Required work:
1) In the book review excerpt, update the passage from "Hot off the" to "disappeared . . ." so that "mountaineer" reads "climber".
2) Translate this sentence from the book review excerpt into Spanish: "Edward Curtis was charismatic, handsome, a passionate mountaineer, and a famous photographer, the Annie Leibovitz of his time."
3) According to the book review excerpt, which publisher released Egan's book about Edward Curtis?

Extract provided:

#####

“For me it’s always a happy celebration when we get a new book by Timothy Egan, one of my all-time-favorite narrative nonfiction writers — and judging by the awards he’s received (including the Pulitzer Prize and the National Book Award) I’m not alone in that assessment.
Hot off the press is Egan’s new book about Edward Curtis, Short Nights of the Shadow Catcher: The Epic Life and Immortal Photographs of Edward Curtis, published by Houghton Mifflin Harcourt ($28). Edward Curtis was charismatic, handsome, a passionate mountaineer, and a famous photographer, the Annie Leibovitz of his time. He was thirty-two years old in 1900 when he gave it all up to pursue his Great Idea: to capture on film the continent’s original inhabitants before the old ways disappeared . . .

#####

Entries shown:
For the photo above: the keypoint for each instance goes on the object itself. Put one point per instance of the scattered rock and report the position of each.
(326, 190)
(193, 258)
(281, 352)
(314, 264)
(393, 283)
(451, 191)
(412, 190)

#####

Answers provided:
1)
Hot off the press is Egan’s new book about Edward Curtis, Short Nights of the Shadow Catcher: The Epic Life and Immortal Photographs of Edward Curtis, published by Houghton Mifflin Harcourt ($28). Edward Curtis was charismatic, handsome, a passionate climber, and a famous photographer, the Annie Leibovitz of his time. He was thirty-two years old in 1900 when he gave it all up to pursue his Great Idea: to capture on film the continent’s original inhabitants before the old ways disappeared . . .

2) Edward Curtis era carismático, apuesto, un montañista apasionado y un fotógrafo famoso, la Annie Leibovitz de su época.

3) Houghton Mifflin Harcourt.